* TEXTAUSZUG *

-=-=-=-=-

Schlagworte: Ausschlussfrist, Kündigungsschutzprozess, Annahmeverzugslohn
   
Gericht: Bundesarbeitsgericht
Aktenzeichen: 5 AZR 403/05
Typ: Urteil
Entscheidungsdatum: 26.04.2006
   
Leitsätze: Der vom Arbeitgeber vor der Antragstellung im Kündigungsschutzprozess schriftsätzlich angekündigte Klageabweisungsantrag stellt eine schriftliche Ablehnung der mit der Kündigungsschutzklage vom Arbeitnehmer geltend gemachten Annahmeverzugsansprüche dar. Eine ausdrückliche schriftliche Ablehnungserklärung ist nicht erforderlich, wenn die Verfallklausel nur eine schriftliche Ablehnung verlangt (Bestätigung von BAG 20. März 1986 - 2 AZR 295/85 - EzA BGB § 615 Nr. 48, zu B II 2 b der Gründe; Aufgabe von BAG 11. Dezember 2001 - 9 AZR 510/00 - EzA TVG § 4 Ausschlussfristen Nr. 145).

-=-=-=-=-

* AUFGABENSTELLUNG A *
Kopieren Sie die Datensätze Zeile für Zeile vom Anfang der Datensätze bis einschließlich der Zeile mit „x=450, y=152“. Lassen Sie die Bilder dabei weg.
Der Urteilsauszug und die Datensätze stammen aus verschiedenen Quellen.

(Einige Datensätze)
-=-=-=-=-

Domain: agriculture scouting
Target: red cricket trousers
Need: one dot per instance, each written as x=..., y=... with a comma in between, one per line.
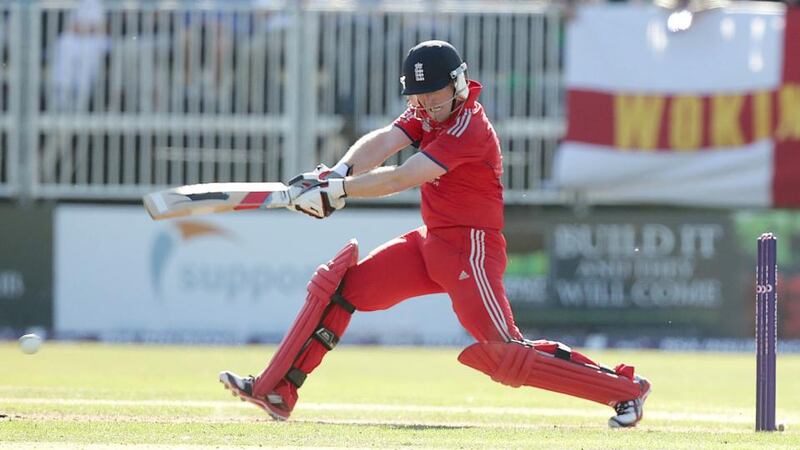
x=466, y=263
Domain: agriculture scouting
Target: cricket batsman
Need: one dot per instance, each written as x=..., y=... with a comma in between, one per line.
x=459, y=250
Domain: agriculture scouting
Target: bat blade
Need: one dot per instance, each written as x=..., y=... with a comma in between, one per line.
x=209, y=198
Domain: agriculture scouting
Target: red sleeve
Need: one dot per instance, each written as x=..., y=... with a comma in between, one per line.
x=410, y=125
x=450, y=152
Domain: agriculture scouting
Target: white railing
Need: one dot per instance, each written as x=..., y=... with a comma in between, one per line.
x=123, y=97
x=11, y=69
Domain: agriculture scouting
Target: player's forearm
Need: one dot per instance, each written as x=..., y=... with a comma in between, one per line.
x=370, y=151
x=379, y=182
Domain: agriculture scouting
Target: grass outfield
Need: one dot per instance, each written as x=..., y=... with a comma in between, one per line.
x=153, y=397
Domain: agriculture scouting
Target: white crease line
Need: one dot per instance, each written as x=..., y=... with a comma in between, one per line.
x=734, y=416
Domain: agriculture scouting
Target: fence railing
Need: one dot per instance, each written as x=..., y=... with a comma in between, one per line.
x=117, y=98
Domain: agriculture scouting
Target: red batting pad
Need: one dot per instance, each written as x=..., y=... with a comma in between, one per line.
x=515, y=364
x=320, y=289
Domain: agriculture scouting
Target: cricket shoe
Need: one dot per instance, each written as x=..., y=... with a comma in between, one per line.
x=242, y=387
x=630, y=412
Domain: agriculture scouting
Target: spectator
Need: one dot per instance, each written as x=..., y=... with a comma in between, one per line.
x=78, y=57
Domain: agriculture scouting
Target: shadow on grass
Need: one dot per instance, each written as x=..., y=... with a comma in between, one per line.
x=391, y=425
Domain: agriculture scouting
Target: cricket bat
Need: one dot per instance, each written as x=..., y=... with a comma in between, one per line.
x=209, y=198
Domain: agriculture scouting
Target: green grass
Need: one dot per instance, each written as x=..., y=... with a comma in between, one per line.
x=96, y=396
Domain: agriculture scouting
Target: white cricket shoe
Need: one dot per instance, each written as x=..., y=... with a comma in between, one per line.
x=630, y=412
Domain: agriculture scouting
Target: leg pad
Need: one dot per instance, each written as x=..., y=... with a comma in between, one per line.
x=552, y=366
x=317, y=329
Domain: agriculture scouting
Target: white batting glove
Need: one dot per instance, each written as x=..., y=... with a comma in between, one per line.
x=318, y=198
x=317, y=193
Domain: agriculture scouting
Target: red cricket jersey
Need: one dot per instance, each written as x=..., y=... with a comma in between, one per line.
x=470, y=194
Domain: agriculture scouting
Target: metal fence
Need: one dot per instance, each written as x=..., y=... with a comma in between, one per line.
x=109, y=100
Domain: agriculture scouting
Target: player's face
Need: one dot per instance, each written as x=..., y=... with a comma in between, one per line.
x=437, y=104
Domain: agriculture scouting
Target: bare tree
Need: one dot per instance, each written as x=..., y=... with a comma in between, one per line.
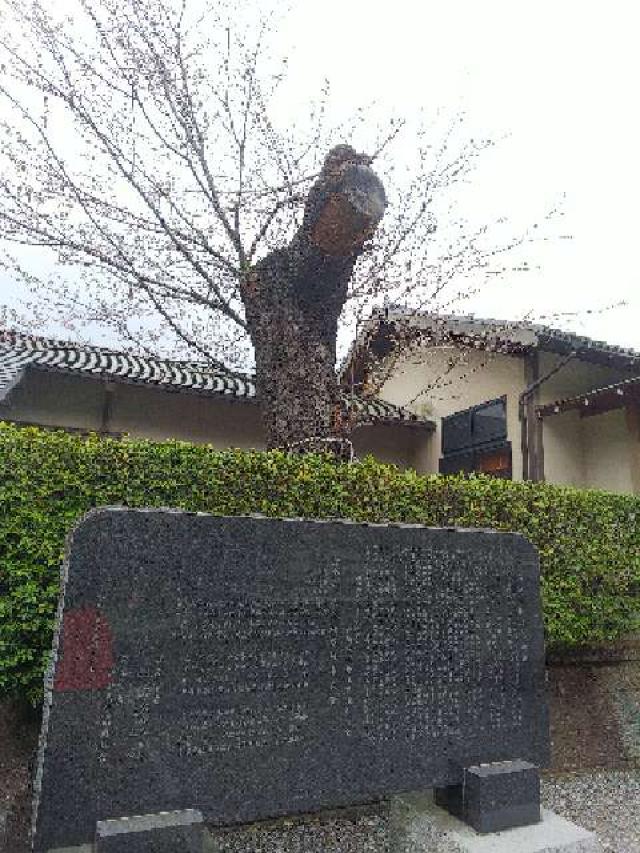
x=137, y=145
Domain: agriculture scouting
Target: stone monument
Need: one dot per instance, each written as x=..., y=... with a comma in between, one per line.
x=225, y=670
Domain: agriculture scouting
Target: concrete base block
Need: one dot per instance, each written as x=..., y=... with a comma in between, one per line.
x=420, y=826
x=163, y=832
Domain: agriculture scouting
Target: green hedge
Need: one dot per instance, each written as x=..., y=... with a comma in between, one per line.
x=589, y=541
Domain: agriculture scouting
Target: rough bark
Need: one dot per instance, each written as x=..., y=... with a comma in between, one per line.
x=293, y=299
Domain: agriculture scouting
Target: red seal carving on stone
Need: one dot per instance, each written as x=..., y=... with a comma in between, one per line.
x=86, y=658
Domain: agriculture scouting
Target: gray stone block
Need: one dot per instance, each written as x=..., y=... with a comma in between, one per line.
x=494, y=796
x=164, y=832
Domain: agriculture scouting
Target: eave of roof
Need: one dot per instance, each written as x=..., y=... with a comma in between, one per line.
x=508, y=337
x=21, y=354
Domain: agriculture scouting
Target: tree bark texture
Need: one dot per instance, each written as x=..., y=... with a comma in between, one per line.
x=293, y=299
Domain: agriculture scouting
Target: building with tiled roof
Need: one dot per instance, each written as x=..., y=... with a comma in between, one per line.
x=515, y=399
x=81, y=387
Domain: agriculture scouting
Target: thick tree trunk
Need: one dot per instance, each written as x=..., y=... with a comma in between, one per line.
x=293, y=299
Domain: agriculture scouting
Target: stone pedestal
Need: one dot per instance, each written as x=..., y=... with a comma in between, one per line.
x=494, y=796
x=164, y=832
x=420, y=826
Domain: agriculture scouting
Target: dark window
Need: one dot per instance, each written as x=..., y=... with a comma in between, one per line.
x=489, y=422
x=476, y=440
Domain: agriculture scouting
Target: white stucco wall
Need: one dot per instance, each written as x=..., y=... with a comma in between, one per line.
x=593, y=452
x=589, y=452
x=482, y=376
x=574, y=378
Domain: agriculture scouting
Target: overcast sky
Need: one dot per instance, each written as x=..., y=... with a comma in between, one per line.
x=559, y=80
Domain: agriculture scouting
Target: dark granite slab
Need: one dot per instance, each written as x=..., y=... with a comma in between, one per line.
x=251, y=667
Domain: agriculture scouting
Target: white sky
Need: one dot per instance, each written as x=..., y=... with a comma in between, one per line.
x=560, y=78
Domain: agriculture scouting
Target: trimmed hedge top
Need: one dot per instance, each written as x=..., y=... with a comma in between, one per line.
x=589, y=541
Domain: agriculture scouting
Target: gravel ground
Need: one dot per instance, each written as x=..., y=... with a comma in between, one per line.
x=606, y=802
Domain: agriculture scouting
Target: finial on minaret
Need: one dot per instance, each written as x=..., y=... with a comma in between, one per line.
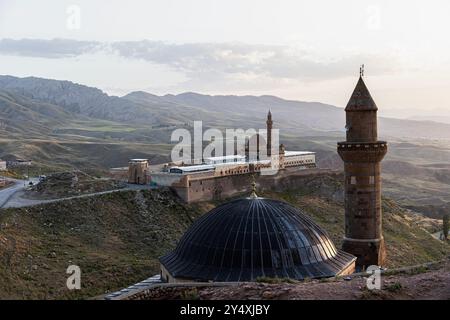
x=253, y=194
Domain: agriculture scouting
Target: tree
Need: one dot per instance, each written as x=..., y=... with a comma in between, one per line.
x=445, y=225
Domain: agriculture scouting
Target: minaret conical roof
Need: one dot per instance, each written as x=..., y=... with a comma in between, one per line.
x=361, y=100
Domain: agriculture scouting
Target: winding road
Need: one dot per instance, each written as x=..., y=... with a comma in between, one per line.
x=12, y=196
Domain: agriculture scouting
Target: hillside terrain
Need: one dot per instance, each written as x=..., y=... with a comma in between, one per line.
x=116, y=239
x=62, y=125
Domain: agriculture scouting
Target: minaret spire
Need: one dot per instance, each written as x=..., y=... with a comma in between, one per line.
x=269, y=124
x=362, y=153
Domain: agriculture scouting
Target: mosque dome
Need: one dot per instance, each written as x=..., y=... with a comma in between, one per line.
x=253, y=237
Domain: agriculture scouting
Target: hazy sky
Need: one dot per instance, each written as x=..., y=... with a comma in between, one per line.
x=305, y=50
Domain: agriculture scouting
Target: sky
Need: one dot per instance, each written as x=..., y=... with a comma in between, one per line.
x=300, y=50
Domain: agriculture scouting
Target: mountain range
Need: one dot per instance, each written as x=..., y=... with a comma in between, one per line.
x=46, y=105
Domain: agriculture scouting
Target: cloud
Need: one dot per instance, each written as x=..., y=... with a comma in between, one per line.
x=213, y=62
x=53, y=49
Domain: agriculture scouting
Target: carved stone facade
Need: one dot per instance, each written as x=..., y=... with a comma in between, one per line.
x=137, y=171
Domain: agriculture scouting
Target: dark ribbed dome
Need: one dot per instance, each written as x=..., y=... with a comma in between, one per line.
x=255, y=237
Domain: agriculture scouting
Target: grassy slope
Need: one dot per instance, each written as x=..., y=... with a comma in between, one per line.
x=116, y=239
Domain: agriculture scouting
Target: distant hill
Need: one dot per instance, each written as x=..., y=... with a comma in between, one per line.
x=71, y=100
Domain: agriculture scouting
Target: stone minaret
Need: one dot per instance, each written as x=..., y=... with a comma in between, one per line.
x=362, y=154
x=269, y=124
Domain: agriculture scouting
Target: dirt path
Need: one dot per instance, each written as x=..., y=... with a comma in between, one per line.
x=429, y=284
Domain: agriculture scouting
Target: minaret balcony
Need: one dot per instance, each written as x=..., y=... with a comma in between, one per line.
x=362, y=151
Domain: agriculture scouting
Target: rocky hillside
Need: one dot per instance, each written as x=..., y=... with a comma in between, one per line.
x=117, y=238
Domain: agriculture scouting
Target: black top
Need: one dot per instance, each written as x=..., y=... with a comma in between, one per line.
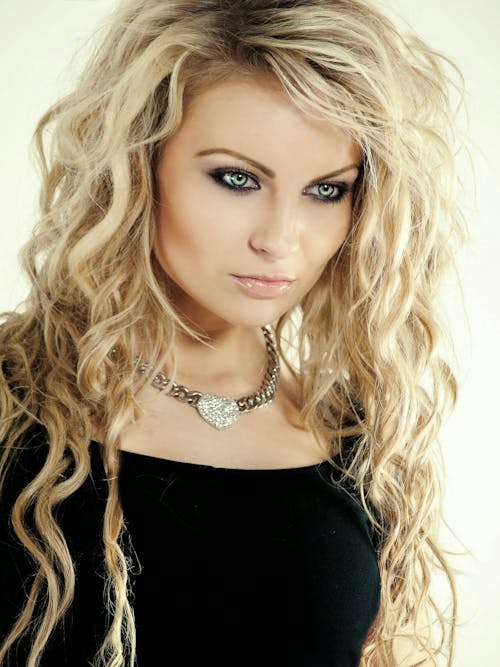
x=229, y=566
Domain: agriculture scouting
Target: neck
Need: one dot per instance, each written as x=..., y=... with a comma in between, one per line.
x=234, y=361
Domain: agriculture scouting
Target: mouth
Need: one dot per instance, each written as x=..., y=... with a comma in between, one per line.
x=265, y=286
x=272, y=278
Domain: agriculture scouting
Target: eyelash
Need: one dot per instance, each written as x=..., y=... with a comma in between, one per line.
x=217, y=175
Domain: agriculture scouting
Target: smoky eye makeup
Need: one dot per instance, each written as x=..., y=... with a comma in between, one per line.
x=239, y=181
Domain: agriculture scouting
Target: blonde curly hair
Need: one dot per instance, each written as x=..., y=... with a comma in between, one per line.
x=370, y=321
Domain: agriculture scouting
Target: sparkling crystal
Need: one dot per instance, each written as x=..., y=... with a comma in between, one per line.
x=218, y=411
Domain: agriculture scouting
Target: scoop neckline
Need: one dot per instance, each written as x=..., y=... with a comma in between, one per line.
x=159, y=460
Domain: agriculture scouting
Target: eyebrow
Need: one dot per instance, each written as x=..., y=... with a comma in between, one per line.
x=269, y=172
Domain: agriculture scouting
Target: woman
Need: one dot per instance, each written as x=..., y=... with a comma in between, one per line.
x=247, y=210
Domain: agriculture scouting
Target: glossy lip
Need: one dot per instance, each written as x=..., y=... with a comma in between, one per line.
x=264, y=286
x=275, y=277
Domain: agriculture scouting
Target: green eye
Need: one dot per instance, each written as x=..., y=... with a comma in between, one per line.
x=326, y=189
x=238, y=179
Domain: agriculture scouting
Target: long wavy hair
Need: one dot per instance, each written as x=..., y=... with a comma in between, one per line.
x=363, y=344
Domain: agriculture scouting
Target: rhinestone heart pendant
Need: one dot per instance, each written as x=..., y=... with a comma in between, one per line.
x=217, y=411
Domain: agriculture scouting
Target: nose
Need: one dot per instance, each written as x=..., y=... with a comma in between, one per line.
x=277, y=234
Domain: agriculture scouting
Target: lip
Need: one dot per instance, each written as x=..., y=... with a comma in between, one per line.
x=268, y=278
x=264, y=286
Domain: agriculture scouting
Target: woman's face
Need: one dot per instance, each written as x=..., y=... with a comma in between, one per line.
x=254, y=199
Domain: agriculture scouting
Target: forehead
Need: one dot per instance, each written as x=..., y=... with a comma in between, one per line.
x=255, y=111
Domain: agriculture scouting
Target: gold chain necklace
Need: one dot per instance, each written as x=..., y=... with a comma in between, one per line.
x=220, y=411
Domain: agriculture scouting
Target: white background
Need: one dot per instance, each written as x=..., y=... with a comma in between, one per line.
x=37, y=42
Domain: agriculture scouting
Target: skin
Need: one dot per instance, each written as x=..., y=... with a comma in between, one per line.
x=206, y=232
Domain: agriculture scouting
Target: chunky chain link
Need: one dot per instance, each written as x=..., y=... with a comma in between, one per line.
x=245, y=404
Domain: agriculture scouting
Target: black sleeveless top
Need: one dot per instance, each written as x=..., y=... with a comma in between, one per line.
x=228, y=566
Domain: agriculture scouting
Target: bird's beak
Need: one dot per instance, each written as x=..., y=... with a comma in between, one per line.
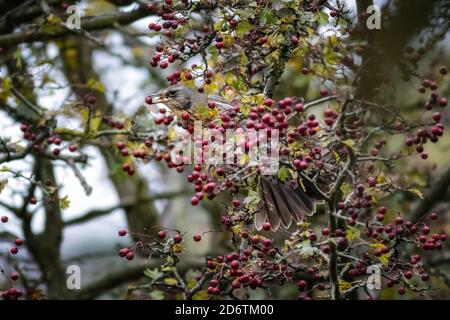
x=159, y=98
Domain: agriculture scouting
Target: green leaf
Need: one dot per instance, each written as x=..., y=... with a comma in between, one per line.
x=323, y=18
x=3, y=184
x=243, y=27
x=157, y=295
x=18, y=57
x=352, y=233
x=283, y=174
x=417, y=192
x=171, y=281
x=266, y=18
x=64, y=202
x=252, y=200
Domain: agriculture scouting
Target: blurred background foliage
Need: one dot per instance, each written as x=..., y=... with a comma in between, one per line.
x=119, y=74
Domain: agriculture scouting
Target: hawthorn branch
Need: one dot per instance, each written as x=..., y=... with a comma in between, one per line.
x=124, y=205
x=437, y=193
x=87, y=188
x=87, y=24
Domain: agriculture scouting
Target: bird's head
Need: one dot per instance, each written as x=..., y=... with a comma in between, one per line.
x=178, y=97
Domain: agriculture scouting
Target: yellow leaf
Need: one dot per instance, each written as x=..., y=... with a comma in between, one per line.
x=3, y=184
x=237, y=229
x=384, y=259
x=95, y=85
x=344, y=285
x=5, y=89
x=349, y=142
x=346, y=188
x=171, y=281
x=177, y=248
x=200, y=295
x=64, y=202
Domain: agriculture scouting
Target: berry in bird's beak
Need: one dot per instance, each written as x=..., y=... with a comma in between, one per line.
x=158, y=98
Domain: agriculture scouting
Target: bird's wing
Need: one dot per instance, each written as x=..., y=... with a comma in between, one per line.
x=282, y=204
x=222, y=104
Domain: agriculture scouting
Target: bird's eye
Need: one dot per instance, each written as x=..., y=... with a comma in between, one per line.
x=171, y=93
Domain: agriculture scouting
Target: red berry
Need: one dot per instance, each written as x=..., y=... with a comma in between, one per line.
x=255, y=239
x=56, y=152
x=185, y=115
x=234, y=264
x=149, y=100
x=195, y=200
x=163, y=64
x=236, y=202
x=267, y=226
x=14, y=276
x=162, y=234
x=72, y=147
x=178, y=238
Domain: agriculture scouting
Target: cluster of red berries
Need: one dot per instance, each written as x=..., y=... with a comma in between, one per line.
x=11, y=294
x=17, y=243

-=-=-=-=-

* AUFGABENSTELLUNG B *
Schreiben Sie aus dem Urteilsauszug einen Abschnitt wortgetreu nieder: Beginnen Sie bei den Worten „Leitsätze: Der vom“ und hören Sie nach den Worten „Ausschlussfristen Nr. 145).“ auf.

* LÖSUNG A *
Domain: agriculture scouting
Target: red cricket trousers
Need: one dot per instance, each written as x=..., y=... with a comma in between, one per line.
x=466, y=263
Domain: agriculture scouting
Target: cricket batsman
Need: one dot per instance, each written as x=..., y=... with a comma in between, one per line.
x=459, y=250
Domain: agriculture scouting
Target: bat blade
Need: one dot per instance, each written as x=..., y=... with a comma in between, one per line.
x=209, y=198
Domain: agriculture scouting
Target: red sleeve
Need: one dot per instance, each written as x=..., y=... with a comma in between, one per line.
x=410, y=125
x=450, y=152

* LÖSUNG B *
Leitsätze: Der vom Arbeitgeber vor der Antragstellung im Kündigungsschutzprozess schriftsätzlich angekündigte Klageabweisungsantrag stellt eine schriftliche Ablehnung der mit der Kündigungsschutzklage vom Arbeitnehmer geltend gemachten Annahmeverzugsansprüche dar. Eine ausdrückliche schriftliche Ablehnungserklärung ist nicht erforderlich, wenn die Verfallklausel nur eine schriftliche Ablehnung verlangt (Bestätigung von BAG 20. März 1986 - 2 AZR 295/85 - EzA BGB § 615 Nr. 48, zu B II 2 b der Gründe; Aufgabe von BAG 11. Dezember 2001 - 9 AZR 510/00 - EzA TVG § 4 Ausschlussfristen Nr. 145).